Work to be completed:
Set down the entries again word for word, without any of the images.
++++++
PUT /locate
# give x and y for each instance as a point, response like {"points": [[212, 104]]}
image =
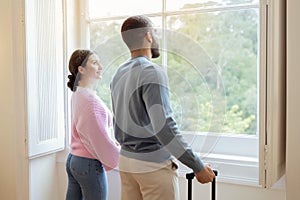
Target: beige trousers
{"points": [[161, 184]]}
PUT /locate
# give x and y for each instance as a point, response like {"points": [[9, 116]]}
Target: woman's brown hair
{"points": [[78, 58]]}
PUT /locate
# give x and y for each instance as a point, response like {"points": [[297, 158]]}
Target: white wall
{"points": [[44, 178], [293, 101], [7, 153], [14, 164]]}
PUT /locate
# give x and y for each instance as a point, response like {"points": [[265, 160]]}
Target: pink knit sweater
{"points": [[91, 121]]}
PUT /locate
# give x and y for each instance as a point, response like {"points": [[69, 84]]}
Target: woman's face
{"points": [[93, 68]]}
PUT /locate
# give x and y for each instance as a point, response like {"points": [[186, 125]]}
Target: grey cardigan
{"points": [[143, 122]]}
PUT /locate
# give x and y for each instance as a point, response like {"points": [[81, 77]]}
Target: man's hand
{"points": [[206, 175]]}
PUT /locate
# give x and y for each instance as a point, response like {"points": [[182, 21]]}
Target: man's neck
{"points": [[141, 52]]}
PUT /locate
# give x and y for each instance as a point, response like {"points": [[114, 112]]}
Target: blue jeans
{"points": [[86, 179]]}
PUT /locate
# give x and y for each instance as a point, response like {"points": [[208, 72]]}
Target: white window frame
{"points": [[248, 164]]}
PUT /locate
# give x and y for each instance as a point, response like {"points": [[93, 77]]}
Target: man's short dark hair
{"points": [[134, 29]]}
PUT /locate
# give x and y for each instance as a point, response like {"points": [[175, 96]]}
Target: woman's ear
{"points": [[80, 69], [149, 37]]}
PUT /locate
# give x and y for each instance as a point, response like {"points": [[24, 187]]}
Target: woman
{"points": [[92, 150]]}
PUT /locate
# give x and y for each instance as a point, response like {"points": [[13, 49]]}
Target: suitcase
{"points": [[190, 177]]}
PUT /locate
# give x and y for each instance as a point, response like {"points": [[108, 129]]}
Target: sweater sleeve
{"points": [[93, 129], [157, 101]]}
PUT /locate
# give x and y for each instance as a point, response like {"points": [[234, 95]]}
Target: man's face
{"points": [[155, 46]]}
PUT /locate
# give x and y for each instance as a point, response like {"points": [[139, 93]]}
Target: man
{"points": [[143, 122]]}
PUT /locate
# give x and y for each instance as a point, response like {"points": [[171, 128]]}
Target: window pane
{"points": [[110, 8], [230, 40], [193, 4], [106, 40]]}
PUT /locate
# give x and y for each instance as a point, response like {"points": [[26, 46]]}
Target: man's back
{"points": [[133, 128]]}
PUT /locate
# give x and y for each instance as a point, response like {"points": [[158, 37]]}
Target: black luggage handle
{"points": [[190, 177]]}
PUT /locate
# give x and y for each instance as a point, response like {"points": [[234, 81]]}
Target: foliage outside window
{"points": [[226, 31]]}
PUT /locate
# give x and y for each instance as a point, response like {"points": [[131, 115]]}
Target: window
{"points": [[45, 77], [211, 50]]}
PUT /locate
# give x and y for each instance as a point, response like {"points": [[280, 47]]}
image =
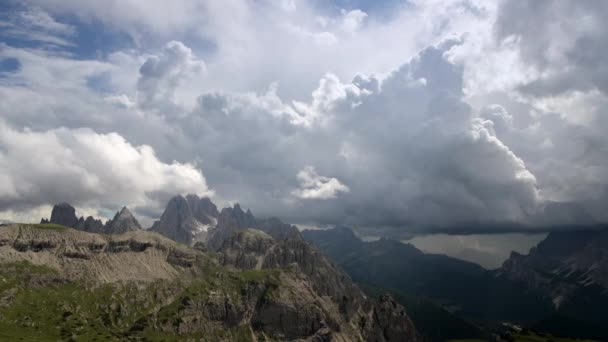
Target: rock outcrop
{"points": [[233, 220], [122, 222], [64, 214], [187, 220], [140, 284], [369, 321], [90, 224], [570, 268]]}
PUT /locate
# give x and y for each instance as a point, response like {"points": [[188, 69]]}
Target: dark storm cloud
{"points": [[405, 151], [565, 39]]}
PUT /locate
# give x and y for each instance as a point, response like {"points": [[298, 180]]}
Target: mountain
{"points": [[233, 220], [187, 219], [64, 214], [570, 268], [393, 264], [122, 222], [559, 287], [460, 286], [58, 283]]}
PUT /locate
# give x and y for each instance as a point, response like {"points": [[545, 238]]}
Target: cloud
{"points": [[161, 75], [441, 115], [87, 169], [30, 23], [564, 40], [313, 186]]}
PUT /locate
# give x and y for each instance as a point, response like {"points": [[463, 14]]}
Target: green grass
{"points": [[75, 311], [530, 337]]}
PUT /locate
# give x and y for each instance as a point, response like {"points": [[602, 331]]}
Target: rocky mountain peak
{"points": [[122, 222], [233, 219], [64, 214], [187, 219]]}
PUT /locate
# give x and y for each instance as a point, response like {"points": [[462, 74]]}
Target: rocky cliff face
{"points": [[63, 284], [368, 321], [233, 220], [122, 222], [65, 215], [570, 267], [187, 219]]}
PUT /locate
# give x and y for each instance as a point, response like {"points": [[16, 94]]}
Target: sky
{"points": [[397, 116]]}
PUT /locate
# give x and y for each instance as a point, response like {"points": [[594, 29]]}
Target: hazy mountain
{"points": [[65, 215], [63, 284], [562, 280], [187, 219], [571, 269], [122, 222], [233, 220]]}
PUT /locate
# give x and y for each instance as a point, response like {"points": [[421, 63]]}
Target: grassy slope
{"points": [[431, 320], [36, 306]]}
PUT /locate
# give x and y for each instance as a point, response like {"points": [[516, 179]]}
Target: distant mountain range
{"points": [[244, 280], [64, 214], [561, 286], [562, 280]]}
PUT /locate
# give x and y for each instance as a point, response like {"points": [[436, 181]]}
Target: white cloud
{"points": [[87, 169], [313, 186], [161, 75], [486, 128]]}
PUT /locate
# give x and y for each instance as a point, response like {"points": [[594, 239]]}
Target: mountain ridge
{"points": [[159, 288]]}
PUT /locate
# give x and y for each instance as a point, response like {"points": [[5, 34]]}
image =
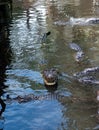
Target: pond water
{"points": [[25, 57]]}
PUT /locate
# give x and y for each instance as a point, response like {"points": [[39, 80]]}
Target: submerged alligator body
{"points": [[88, 76], [78, 21]]}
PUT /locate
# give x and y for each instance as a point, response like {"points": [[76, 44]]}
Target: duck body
{"points": [[50, 77]]}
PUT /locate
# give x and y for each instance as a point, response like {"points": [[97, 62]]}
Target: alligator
{"points": [[78, 21], [88, 76]]}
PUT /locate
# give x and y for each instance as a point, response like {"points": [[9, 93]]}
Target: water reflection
{"points": [[30, 21]]}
++++++
Response to the exercise:
PUT /locate
# give x and y for each instance as a point, response like {"points": [[212, 104]]}
image =
Target: beige trousers
{"points": [[161, 184]]}
PUT /locate
# give x and y for each instance as a point, response like {"points": [[9, 116]]}
Target: woman's brown hair
{"points": [[78, 58]]}
PUT /locate
# give x and y for each instance as a point, response like {"points": [[297, 158]]}
Target: white wall
{"points": [[44, 178], [293, 101], [7, 153], [14, 164]]}
PUT /locate
# give x and y for each instance as a point, response like {"points": [[265, 160]]}
Target: pink knit sweater
{"points": [[91, 121]]}
PUT /locate
# give x and y for each instance as a point, response like {"points": [[69, 84]]}
Target: woman's face
{"points": [[93, 68]]}
PUT /locate
# give x and y for each instance as a point, response like {"points": [[186, 125]]}
Target: grey cardigan
{"points": [[143, 122]]}
PUT /locate
# give x and y for each instance as a point, response like {"points": [[81, 77]]}
Target: man's hand
{"points": [[206, 175]]}
PUT /locate
# give x and y for each instance as a point, response like {"points": [[182, 21]]}
Target: man's neck
{"points": [[141, 52]]}
PUT /locate
# give x and y for each instance as a point, response like {"points": [[114, 112]]}
Target: blue jeans
{"points": [[86, 179]]}
PUT /locate
# give x and y for each instance as a point, response like {"points": [[208, 72]]}
Target: white window frame
{"points": [[248, 164]]}
PUT /locate
# give x and y for each instance as a point, response like {"points": [[93, 77]]}
Target: man's short dark hair
{"points": [[134, 29]]}
PUT /locate
# give x and y for each instance as a point, response like {"points": [[175, 96]]}
Target: woman's ear
{"points": [[80, 69], [149, 37]]}
PUT /locate
# give x and y for each instance as a point, response like {"points": [[24, 187]]}
Target: woman
{"points": [[92, 150]]}
PUT /locate
# give x and y for each instance as a point, response like {"points": [[13, 49]]}
Target: suitcase
{"points": [[190, 177]]}
PUT /locate
# give x and y for each instance as a point, response like {"points": [[108, 129]]}
Target: sweater sleeve
{"points": [[93, 129], [157, 101]]}
PUT /locate
# give x and y for each instance as a point, response like {"points": [[234, 95]]}
Target: man's face
{"points": [[155, 46]]}
PUT /locate
# give x and y for each instance as a point, response like {"points": [[139, 93]]}
Target: man
{"points": [[143, 122]]}
PUT /locate
# give x and y for each instance as a point, response like {"points": [[171, 128]]}
Target: window pane
{"points": [[110, 8], [230, 40], [193, 4], [106, 40]]}
PUT /locate
# give x and y for each instance as a point, response like {"points": [[26, 46]]}
Target: man's back
{"points": [[133, 128]]}
PUT /locate
# give x and y for each instance as a point, response like {"points": [[158, 37]]}
Target: black luggage handle
{"points": [[190, 177]]}
PUT /locate
# give x and y for each instance as a point, response like {"points": [[234, 81]]}
Target: foliage outside window
{"points": [[226, 31]]}
PUT /locate
# give x and y for each instance as a point, response like {"points": [[131, 115]]}
Target: window
{"points": [[45, 77], [211, 50]]}
PUT /locate
# give x and y for each instance as a point, response like {"points": [[280, 47]]}
image =
Target: rock outcrop
{"points": [[233, 220], [122, 222], [64, 214], [187, 220], [140, 284], [369, 321], [90, 224], [570, 268]]}
PUT /locate
# give x and y for each instance as a point, response like {"points": [[188, 69]]}
Target: dark storm cloud
{"points": [[405, 151], [565, 39]]}
PUT /locate
# give x and y for each instance as a point, response like {"points": [[298, 180]]}
Target: mountain
{"points": [[233, 220], [187, 219], [64, 214], [570, 268], [393, 264], [122, 222], [559, 287], [460, 286], [58, 283]]}
PUT /locate
# give x and y for each instance as a point, response like {"points": [[545, 238]]}
Target: cloud
{"points": [[161, 75], [441, 115], [87, 169], [30, 23], [564, 40], [313, 186]]}
PUT /locate
# give x and y for each instance as a point, response like {"points": [[463, 14]]}
Target: green grass
{"points": [[75, 311], [530, 337]]}
PUT /locate
# give x and y for each instance as a point, response like {"points": [[602, 331]]}
Target: rocky mountain peak
{"points": [[122, 222], [233, 219], [64, 214], [187, 219]]}
PUT /locate
# give x and y for each instance as a point, response like {"points": [[462, 74]]}
Target: rocky cliff face
{"points": [[63, 284], [368, 321], [233, 220], [122, 222], [65, 215], [570, 267], [187, 219]]}
PUT /locate
# give x and y for each instance as a point, response like {"points": [[16, 94]]}
Target: sky
{"points": [[397, 116]]}
PUT /locate
# give x and y for each instance as a point, response like {"points": [[594, 29]]}
Target: hazy mountain
{"points": [[65, 215], [63, 284], [562, 280], [187, 219], [571, 269], [122, 222], [233, 220]]}
PUT /locate
# give x and y for each instance as a point, response like {"points": [[421, 63]]}
Target: grassy slope
{"points": [[431, 320], [36, 306]]}
PUT /locate
# give x and y for each instance as a point, response like {"points": [[516, 179]]}
Target: distant mountain range
{"points": [[244, 280], [64, 214], [561, 286], [562, 280]]}
PUT /locate
# give x and y for each instance as a point, response like {"points": [[436, 181]]}
Target: white cloud
{"points": [[87, 169], [313, 186], [161, 75], [486, 128]]}
PUT /locate
# give x and y for each instance as a point, response like {"points": [[594, 239]]}
Target: mountain ridge
{"points": [[159, 288]]}
PUT /locate
# give x and y for each instance as a point, response like {"points": [[5, 34]]}
image =
Target: pond water
{"points": [[25, 57]]}
PUT /locate
# give x and y for each instance as a point, response like {"points": [[39, 80]]}
Target: submerged alligator body
{"points": [[88, 76], [78, 21]]}
PUT /locate
# give x and y for each instance as a point, response like {"points": [[76, 44]]}
Target: duck body
{"points": [[50, 77]]}
PUT /locate
# give x and y for each instance as a point, response like {"points": [[97, 62]]}
Target: alligator
{"points": [[78, 21], [88, 76]]}
PUT /locate
# give x and y for each instance as a point, response like {"points": [[9, 93]]}
Target: water reflection
{"points": [[30, 21]]}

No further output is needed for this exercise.